[練習問題]:
1. 本文のうち、「初めまして、医療ガバナンス研」から「でご紹介させていただきます。」までの部分を、一字も変えずに書き写してください。
2. 本文を読んで、次の問いに答えてください。
(a) 筆者が在籍している大学と学部はどこですか。
(b) 宮野先生が最初に論文を執筆したときに参考にした研究者は誰ですか。
(c) その研究者は誰の弟だと述べられていますか。
3. 宮野先生とカレル大学の縁を紹介する本文を、最後の文の次から書き継いでください。

2023年9月5日 MRIC by 医療ガバナンス学会 発行  http://medg.jp

初めまして、医療ガバナンス研究所でインターンをさせていただいている、村澤玖宣です。
私は、チェコのプラハにあるカレル大学第一医学部 (The first faculty of medicine, Charles University)に在籍しています。

本年、カレル大学一行は国際交流の一つとして、東京医科歯科大学さんを訪問し、将来的な連携を視野に入れた意見交換会を行いました。カレル大学は、東京医科歯科大学さんを始めとして、日本の多くの大学と提携や交流を深め、各分野の国際的発展を視野にいれたアカデミック面のグローバル化を急速に進めています。

そんなカレル大学に所属する私は先日ご縁があり、インターンの一環として、上昌広先生と東京医科歯科大学M&Dデータ科学センター長の特任教授である宮野 悟先生とのご会食に同席させていただきました。
お話の中で宮野先生とカレル大学とで意外な接点があったのでご紹介させていただきます。
宮野先生が研究をされている時代から、特に先生のご専門でもあられる数学や物理学などの研究分野は世界の中でもトップクラスだったようで、「私が最初に論文を執筆したときに参考にした人がチェコ人で、君と同じカレル大学の研究者のIvan M. Havelだったんだよ。しかもその人は元チェコスロバキア大統領であるVáclav Havelの弟だったんだ。」とおっしゃりました。私は宮野先生とカレル大学とのこのようなご縁を知りました。

[資料抜粋]:
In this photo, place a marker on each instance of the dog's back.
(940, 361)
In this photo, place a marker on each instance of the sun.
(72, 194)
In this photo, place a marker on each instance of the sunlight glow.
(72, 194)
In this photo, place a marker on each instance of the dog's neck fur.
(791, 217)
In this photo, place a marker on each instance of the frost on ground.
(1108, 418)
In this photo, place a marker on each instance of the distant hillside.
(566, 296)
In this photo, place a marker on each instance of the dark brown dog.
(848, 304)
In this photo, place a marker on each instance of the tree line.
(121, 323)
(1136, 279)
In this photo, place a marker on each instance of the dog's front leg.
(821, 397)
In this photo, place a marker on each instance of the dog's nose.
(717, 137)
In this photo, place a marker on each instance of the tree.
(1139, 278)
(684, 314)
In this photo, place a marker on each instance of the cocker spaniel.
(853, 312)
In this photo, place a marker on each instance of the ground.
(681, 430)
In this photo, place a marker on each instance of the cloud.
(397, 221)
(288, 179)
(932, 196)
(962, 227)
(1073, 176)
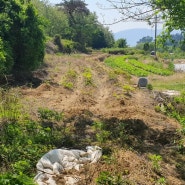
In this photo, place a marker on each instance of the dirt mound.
(85, 89)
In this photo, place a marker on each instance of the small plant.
(128, 89)
(69, 79)
(155, 159)
(87, 74)
(49, 115)
(161, 181)
(107, 178)
(10, 107)
(101, 134)
(149, 87)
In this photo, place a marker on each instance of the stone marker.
(143, 82)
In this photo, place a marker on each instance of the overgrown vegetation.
(21, 37)
(133, 66)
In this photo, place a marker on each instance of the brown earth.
(107, 98)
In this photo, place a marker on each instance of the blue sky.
(107, 16)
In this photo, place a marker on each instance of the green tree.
(56, 21)
(21, 34)
(146, 46)
(145, 39)
(172, 12)
(121, 43)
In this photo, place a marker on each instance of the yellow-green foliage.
(131, 65)
(69, 79)
(87, 74)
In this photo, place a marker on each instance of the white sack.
(57, 160)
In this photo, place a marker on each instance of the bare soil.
(105, 99)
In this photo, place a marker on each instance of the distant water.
(180, 67)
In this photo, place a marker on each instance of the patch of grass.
(173, 82)
(69, 79)
(87, 74)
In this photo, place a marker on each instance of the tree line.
(27, 24)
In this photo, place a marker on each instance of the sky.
(107, 17)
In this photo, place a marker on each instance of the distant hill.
(134, 35)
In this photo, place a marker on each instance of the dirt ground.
(106, 98)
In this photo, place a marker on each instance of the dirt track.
(106, 99)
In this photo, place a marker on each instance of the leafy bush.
(6, 61)
(22, 39)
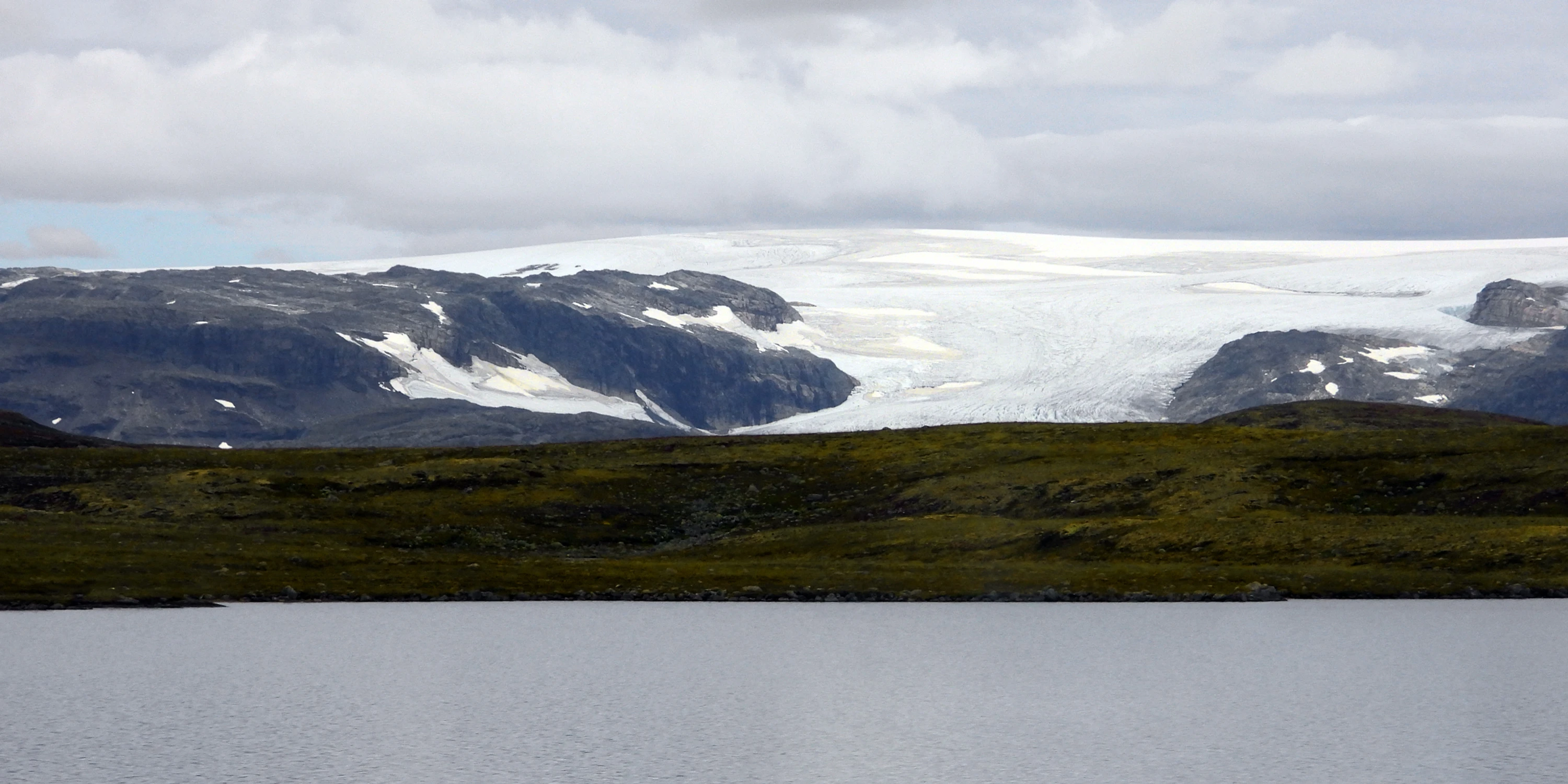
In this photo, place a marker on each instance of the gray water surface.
(868, 694)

[解答]:
1.
初めまして、医療ガバナンス研究所でインターンをさせていただいている、村澤玖宣です。
私は、チェコのプラハにあるカレル大学第一医学部 (The first faculty of medicine, Charles University)に在籍しています。

本年、カレル大学一行は国際交流の一つとして、東京医科歯科大学さんを訪問し、将来的な連携を視野に入れた意見交換会を行いました。カレル大学は、東京医科歯科大学さんを始めとして、日本の多くの大学と提携や交流を深め、各分野の国際的発展を視野にいれたアカデミック面のグローバル化を急速に進めています。

そんなカレル大学に所属する私は先日ご縁があり、インターンの一環として、上昌広先生と東京医科歯科大学M&Dデータ科学センター長の特任教授である宮野 悟先生とのご会食に同席させていただきました。
お話の中で宮野先生とカレル大学とで意外な接点があったのでご紹介させていただきます。

2.
(a) チェコのプラハにあるカレル大学第一医学部です。
(b) カレル大学の研究者のIvan M. Havelです。
(c) 元チェコスロバキア大統領のVáclav Havelの弟です。

3.
実際に、現在でもチェコ国内において、Václav Havelさんは有名です。彼は、知識人の反対勢力派を集め「市民フォーラム」を結成し、共産党体制の打倒(ビロード革命)の中心となった人物です。ビロード革命後の1989年12月に連邦最後の大統領に選出され、チェコスロバキア解体後の1993年1月に新たに成立したチェコの初代大統領に就任し、2003年に退任しました。その後、75歳で2011年12月18日に亡くなられました。その後、チェコ政府は国葬を決定し、同月の21日から23日の服喪の間、棺は国旗に覆われた状態でプラハ城に安置されました。現在は、プラハにあるヴィノフラディ墓地に埋葬されています。
彼の功績を讃えプラハにあるチェコ最大の空港の名前はVáclav Havel Airport Pragueと呼ばれています。
歴史を顧みても、設立から現在に渡るまでカレル大学は、心臓の伝達系の神経繊維組織の発見を始めとして医学界で名の知れたプルキニェ先生を始めとして数多くの著名なノーベル賞受賞者、研究者の方々を輩出しています。また、かの有名なアルベルト・アインシュタイン先生も大学で教鞭をとられていました。実際、第一医学部には、Purkyně instituteがあり、私も一年生の時に組織学を学ぶ際に利用していました。その建物はアルベルト・アインシュタイン先生の名前にちなんだAlbertov streetに位置しています。

近年のカレル大学第一医学部は、より一層国際交流に力を入れており、留学生向けの医学部英語プログラムを1994年に設立し、日本と同じ6年制で授業を行なっています。約50ヶ国から、毎年約150〜200名の留学生が入学し、全学年合計で約800名の学生が在籍しています。その中に、日本人は私を含めて約30人ほど在籍していて来年日本人第一期生が卒業する予定です。
また、カレル大学の哲学部には日本学科があり、日本文学・日本文化の研究が盛んなため、日本の大学との交流も幅広い分野で行なっています。
ここまでカレル大学の国際交流に尽力しているのは、同大学繁栄までの長い歴史的背景にあるようです。
カレル大学は1348年に神聖ローマ皇帝カレル4世によって設立されました。モデルとなったのはボローニャやパリの大学であり、瞬く間に国際的な名声を獲得しました。当初は、神学、リベラルアーツ、法学、医学の4学部がありました。チェコの学術界の地位は、カレルの息子であるヴァーツラフ4世の時代に強化されました。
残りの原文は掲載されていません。